Once the tokenizer is trained, it is frozen. Tokenizing new text replays the learned merge rules in the exact order they were learned.

SentencePiece and Unigram

Google's models use SentencePiece, a library that can implement BPE or an alternative algorithm called Unigram Language Model. Unigram starts with a large vocabulary and prunes it down by removing tokens whose removal increases loss the least. Both produce similar results in practice.

The tokenizer is separate from the model

The tokenizer is a deterministic, lookup-based program. It runs before the neural network and after the network finishes generating. A model's tokenizer is fixed at training time and must be used consistently at inference time. Using the wrong tokenizer with a model produces garbage.

04. Key Terms

Token -- A variable-length text chunk from a fixed vocabulary, represented as an integer ID. The atomic unit the model processes.

Vocabulary -- The complete set of tokens a tokenizer knows. Anything outside the vocabulary gets split into smaller known pieces (down to individual bytes if necessary).

Byte Pair Encoding (BPE) -- The dominant tokenization algorithm, which iteratively merges the most frequent adjacent character/subword pairs to build a vocabulary.

SentencePiece -- A tokenization library from Google that treats the input as a raw character stream, enabling language-agnostic tokenization without whitespace pre-processing.

Context window -- The maximum number of tokens the model can process at once (combined input and output). Measured in tokens, not words.

Token fertility -- How many tokens a given piece of text requires. High fertility means high cost and slower processing.

Tokenizer training corpus -- The text dataset used to learn the BPE merge rules. Should ideally reflect the same language distribution as the model training corpus.

Glitch tokens -- Vocabulary entries that appear frequently in the tokenizer's training data but rarely (or never) in the model's training data, resulting in poorly initialized embeddings and erratic model behavior.

05. Examples / Analogies

Think of the vocabulary as a shipping company's box catalog. The company has boxes of many standard sizes. When you ship something, the packer uses the largest box that fits each part, then smaller boxes for the remainder. Common, standardized items get their own box. Unusual items get broken into standard-box combinations.

BPE works the same way: common text patterns get their own token ID. Unusual text gets decomposed into smaller known pieces. The end result is a compact, efficient representation.

A concrete example: the word "unhelpfulness" might tokenize as ["un", "help", "ful", "ness"] -- four tokens. The word "the" is one token. The phrase "New York" might be two tokens ("New" and " York") with the space attached to the second token, depending on the tokenizer.

06. Common Misconceptions

"One token equals one word."

**ACTIVITY**
Update the tokenization text by writing out everything from "04. Key Terms" down to "bytes if necessary)." with "atomic unit" replaced by "basic unit".

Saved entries
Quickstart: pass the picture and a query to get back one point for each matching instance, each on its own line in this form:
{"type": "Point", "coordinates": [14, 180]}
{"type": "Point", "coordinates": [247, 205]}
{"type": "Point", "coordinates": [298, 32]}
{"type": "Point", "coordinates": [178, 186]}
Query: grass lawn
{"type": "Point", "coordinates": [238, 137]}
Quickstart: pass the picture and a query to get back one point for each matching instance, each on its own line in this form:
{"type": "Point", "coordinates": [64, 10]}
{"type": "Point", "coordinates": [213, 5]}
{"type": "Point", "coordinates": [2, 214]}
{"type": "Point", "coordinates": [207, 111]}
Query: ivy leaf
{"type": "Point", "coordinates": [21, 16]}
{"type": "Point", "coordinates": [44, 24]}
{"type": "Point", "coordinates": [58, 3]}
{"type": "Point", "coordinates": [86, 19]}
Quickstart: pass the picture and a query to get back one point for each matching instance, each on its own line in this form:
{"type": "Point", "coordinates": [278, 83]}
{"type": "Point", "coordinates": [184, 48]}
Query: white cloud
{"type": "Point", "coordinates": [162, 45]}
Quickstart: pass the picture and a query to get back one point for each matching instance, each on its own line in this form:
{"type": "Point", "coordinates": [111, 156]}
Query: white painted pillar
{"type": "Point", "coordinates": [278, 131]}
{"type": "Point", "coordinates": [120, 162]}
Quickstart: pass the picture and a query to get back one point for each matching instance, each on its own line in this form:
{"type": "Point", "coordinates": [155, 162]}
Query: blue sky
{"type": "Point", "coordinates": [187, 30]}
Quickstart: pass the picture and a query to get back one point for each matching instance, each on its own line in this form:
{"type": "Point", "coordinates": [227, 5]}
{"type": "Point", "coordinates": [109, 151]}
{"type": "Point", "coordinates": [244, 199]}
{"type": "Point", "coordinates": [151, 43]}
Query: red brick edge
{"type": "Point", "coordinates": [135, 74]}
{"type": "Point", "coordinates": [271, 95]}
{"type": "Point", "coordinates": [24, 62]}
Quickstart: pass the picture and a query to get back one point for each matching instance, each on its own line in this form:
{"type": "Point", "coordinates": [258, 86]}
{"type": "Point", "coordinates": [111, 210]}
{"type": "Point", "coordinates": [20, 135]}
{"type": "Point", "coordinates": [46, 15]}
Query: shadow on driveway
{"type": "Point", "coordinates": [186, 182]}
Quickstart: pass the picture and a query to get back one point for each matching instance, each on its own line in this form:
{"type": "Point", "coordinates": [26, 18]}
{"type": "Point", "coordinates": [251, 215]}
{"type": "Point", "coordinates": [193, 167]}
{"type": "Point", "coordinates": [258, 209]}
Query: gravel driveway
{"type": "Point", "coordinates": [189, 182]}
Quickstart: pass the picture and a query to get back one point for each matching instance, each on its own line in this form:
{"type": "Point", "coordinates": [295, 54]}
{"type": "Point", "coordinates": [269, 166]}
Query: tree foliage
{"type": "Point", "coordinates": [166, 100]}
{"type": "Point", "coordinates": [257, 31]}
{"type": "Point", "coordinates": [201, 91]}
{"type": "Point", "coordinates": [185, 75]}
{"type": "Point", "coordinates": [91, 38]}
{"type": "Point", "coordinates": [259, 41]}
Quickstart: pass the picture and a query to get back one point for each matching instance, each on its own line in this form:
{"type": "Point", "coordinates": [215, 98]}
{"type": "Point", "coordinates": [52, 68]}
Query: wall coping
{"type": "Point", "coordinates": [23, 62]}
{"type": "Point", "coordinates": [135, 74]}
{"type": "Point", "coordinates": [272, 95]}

**TASK RESULT**
04. Key Terms

Token -- A variable-length text chunk from a fixed vocabulary, represented as an integer ID. The basic unit the model processes.

Vocabulary -- The complete set of tokens a tokenizer knows. Anything outside the vocabulary gets split into smaller known pieces (down to individual bytes if necessary).